** Opening Data for this exercise block **
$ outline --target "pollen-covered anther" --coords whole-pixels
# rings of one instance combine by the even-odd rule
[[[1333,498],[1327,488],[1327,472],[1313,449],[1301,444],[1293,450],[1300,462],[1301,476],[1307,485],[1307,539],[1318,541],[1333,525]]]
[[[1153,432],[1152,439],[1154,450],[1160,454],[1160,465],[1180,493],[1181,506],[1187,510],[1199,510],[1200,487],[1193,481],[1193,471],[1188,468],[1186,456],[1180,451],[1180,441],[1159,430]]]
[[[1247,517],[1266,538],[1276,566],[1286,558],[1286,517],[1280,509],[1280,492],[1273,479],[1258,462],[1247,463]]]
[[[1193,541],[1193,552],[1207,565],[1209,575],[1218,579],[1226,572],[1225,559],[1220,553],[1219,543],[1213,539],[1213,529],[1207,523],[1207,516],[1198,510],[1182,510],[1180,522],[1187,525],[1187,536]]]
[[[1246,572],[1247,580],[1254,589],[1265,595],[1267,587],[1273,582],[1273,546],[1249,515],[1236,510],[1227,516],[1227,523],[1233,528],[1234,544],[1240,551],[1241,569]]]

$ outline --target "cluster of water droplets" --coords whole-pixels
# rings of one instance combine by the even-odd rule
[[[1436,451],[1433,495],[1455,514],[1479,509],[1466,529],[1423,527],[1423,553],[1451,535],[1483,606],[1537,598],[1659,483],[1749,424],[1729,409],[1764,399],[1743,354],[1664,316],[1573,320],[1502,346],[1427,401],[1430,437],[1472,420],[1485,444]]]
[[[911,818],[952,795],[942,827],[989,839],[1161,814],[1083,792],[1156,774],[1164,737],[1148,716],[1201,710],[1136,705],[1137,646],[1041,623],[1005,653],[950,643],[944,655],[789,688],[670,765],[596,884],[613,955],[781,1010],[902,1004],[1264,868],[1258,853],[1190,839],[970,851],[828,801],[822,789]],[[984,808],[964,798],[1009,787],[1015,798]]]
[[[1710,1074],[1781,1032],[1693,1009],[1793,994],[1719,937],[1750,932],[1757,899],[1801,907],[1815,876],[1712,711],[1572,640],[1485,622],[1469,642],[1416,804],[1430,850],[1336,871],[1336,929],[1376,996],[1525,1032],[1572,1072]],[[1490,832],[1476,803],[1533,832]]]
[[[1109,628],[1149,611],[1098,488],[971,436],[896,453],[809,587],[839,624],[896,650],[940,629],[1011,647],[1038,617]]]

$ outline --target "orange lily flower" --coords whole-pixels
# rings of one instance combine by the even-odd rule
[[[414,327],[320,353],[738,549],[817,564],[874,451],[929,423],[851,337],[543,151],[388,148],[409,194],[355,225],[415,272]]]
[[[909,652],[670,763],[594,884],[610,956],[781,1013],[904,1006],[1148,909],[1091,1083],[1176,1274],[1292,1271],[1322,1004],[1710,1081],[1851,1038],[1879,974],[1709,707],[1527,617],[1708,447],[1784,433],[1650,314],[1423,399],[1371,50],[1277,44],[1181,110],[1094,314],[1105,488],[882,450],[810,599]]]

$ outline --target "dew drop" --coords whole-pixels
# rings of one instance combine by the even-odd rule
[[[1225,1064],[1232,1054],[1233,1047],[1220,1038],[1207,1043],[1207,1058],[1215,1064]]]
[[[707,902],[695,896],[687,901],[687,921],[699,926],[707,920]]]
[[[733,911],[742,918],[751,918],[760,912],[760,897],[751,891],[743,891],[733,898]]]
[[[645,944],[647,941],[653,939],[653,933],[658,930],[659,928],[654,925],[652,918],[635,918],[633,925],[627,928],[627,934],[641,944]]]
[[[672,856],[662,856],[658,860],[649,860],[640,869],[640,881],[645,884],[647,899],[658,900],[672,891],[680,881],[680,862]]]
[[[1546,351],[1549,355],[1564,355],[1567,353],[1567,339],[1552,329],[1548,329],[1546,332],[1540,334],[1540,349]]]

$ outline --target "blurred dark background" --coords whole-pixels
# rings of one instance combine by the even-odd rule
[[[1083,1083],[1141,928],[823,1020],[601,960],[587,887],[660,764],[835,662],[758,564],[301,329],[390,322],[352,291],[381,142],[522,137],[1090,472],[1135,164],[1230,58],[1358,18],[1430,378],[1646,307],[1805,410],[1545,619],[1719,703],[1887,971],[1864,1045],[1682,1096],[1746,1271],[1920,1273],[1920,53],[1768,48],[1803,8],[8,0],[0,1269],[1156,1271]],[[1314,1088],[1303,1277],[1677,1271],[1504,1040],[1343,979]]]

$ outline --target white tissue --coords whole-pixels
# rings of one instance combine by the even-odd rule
** Closing Data for this exercise block **
- [Directions for this task] Which lines above include "coords"? Show each of them by copying it.

- [Output for this task]
$ outline --target "pollen-covered anther" --coords whole-pixels
$ outline --target "cluster of water droplets" --coords whole-pixels
$ outline --target "orange lily flower" --coords whole-pixels
$ outline --target "dew drop" --coords whole-pixels
$ outline --target "blurred dark background" --coords whole-pixels
$ outline --target white tissue --coords whole-pixels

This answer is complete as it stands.